Only one stretch of the data below is needed. Output the lines from the one with "In every <instance>, whatever" up to and including the one with "positive clicks: (139, 155)", exactly as they stand.

(Extracted data entries)
+---+

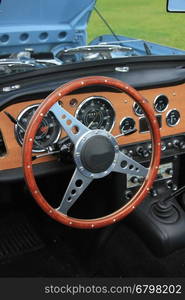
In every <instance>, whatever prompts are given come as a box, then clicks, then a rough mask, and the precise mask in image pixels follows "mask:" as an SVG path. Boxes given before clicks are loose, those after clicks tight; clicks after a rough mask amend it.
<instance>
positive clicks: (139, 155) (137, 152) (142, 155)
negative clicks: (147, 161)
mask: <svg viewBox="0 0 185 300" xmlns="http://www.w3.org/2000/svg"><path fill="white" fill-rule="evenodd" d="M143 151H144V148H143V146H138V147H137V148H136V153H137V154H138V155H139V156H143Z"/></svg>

+---+

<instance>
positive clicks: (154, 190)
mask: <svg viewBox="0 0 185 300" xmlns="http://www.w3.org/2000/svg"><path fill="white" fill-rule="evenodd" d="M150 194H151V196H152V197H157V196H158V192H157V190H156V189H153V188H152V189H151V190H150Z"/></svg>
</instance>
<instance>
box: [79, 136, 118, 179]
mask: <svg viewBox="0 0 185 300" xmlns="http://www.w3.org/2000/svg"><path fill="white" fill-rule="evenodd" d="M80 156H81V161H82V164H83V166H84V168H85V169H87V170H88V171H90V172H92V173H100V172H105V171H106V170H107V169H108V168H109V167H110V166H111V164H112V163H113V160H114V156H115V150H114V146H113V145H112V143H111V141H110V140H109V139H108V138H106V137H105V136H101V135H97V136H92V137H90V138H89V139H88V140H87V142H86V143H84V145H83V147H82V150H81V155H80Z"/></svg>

+---+

*Written solution*.
In every <instance>, whatever prompts are given come as a box, then clicks, then a rough mask, and the precise mask in image pixels follows "mask:" as an SVG path. Boxes given before clicks are loose, those after clicks tight; clicks after a rough mask amend it.
<instance>
positive clicks: (139, 155) (137, 152) (142, 155)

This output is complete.